→ Given task:
Format each line of the listing below as an entry in a numbered list, skipping any blank lines.

• • •

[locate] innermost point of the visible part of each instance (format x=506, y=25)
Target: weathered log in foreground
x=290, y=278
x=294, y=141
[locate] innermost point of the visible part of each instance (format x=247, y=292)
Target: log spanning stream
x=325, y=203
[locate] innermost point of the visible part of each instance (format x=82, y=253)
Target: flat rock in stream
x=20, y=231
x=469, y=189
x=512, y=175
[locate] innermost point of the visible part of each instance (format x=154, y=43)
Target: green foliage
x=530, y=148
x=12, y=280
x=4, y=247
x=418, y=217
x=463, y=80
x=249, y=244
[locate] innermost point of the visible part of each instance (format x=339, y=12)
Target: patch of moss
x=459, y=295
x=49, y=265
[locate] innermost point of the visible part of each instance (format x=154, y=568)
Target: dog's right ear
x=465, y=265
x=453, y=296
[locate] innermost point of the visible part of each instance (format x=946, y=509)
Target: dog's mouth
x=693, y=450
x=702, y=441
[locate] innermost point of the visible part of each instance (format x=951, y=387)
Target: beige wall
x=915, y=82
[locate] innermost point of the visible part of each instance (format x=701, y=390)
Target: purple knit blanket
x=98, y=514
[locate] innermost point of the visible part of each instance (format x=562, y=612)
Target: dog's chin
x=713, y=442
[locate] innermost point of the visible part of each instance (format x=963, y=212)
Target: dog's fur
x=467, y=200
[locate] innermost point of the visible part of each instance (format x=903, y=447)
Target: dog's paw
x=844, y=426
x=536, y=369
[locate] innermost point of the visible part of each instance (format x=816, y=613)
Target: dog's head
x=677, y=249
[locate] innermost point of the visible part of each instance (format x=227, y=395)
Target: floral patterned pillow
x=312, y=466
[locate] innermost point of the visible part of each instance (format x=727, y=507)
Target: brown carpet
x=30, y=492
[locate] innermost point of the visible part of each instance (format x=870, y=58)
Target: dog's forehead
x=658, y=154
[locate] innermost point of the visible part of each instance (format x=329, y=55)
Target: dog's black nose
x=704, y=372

• • •

→ Complete output:
1. [locate] innermost point of the visible part of each instance (format x=506, y=25)
2. Target: weathered log in foreground
3. x=290, y=278
4. x=294, y=141
5. [locate] innermost point of the visible part of each instance (format x=247, y=292)
6. Target: log spanning stream
7. x=325, y=203
8. [locate] innermost point of the visible part of each instance (format x=82, y=253)
9. Target: flat rock in stream
10. x=20, y=231
11. x=469, y=189
12. x=512, y=175
13. [locate] innermost point of the visible part of each instance (format x=154, y=43)
14. Target: green foliage
15. x=530, y=148
16. x=12, y=280
17. x=4, y=247
18. x=418, y=217
19. x=463, y=80
20. x=249, y=244
21. [locate] innermost point of the visible part of each instance (format x=339, y=12)
22. Target: patch of moss
23. x=459, y=295
24. x=49, y=265
25. [locate] innermost point of the visible part of each instance (format x=154, y=568)
26. Target: dog's right ear
27. x=465, y=265
28. x=453, y=296
29. [locate] innermost point of the visible part of each instance (format x=946, y=509)
30. Target: dog's mouth
31. x=693, y=450
32. x=702, y=441
33. [locate] innermost point of the visible part of each instance (format x=951, y=387)
34. Target: beige wall
35. x=915, y=82
36. [locate] innermost point of the visible part of each instance (format x=701, y=390)
37. Target: purple knit blanket
38. x=98, y=514
39. [locate] innermost point of the visible part of each instance (format x=562, y=612)
40. Target: dog's chin
41. x=713, y=442
42. [locate] innermost point of the visible part of each instance (format x=963, y=212)
43. Target: dog's fur
44. x=467, y=200
45. [locate] innermost point of the visible part of each instance (format x=903, y=447)
46. Target: dog's paw
47. x=844, y=426
48. x=536, y=369
49. [locate] innermost point of the visible part of each instance (format x=816, y=613)
50. Target: dog's head
51. x=677, y=249
52. [locate] innermost point of the visible part of each instance (format x=227, y=395)
53. Target: floral patterned pillow
54. x=312, y=466
55. [locate] innermost point of the visible part of each instance (format x=727, y=507)
56. Target: brown carpet
57. x=30, y=492
58. [locate] innermost point of the visible part of each instance (format x=870, y=58)
59. Target: dog's forehead
60. x=658, y=154
61. [locate] innermost point of the visible part of each instance (format x=329, y=55)
62. Target: dog's black nose
63. x=704, y=372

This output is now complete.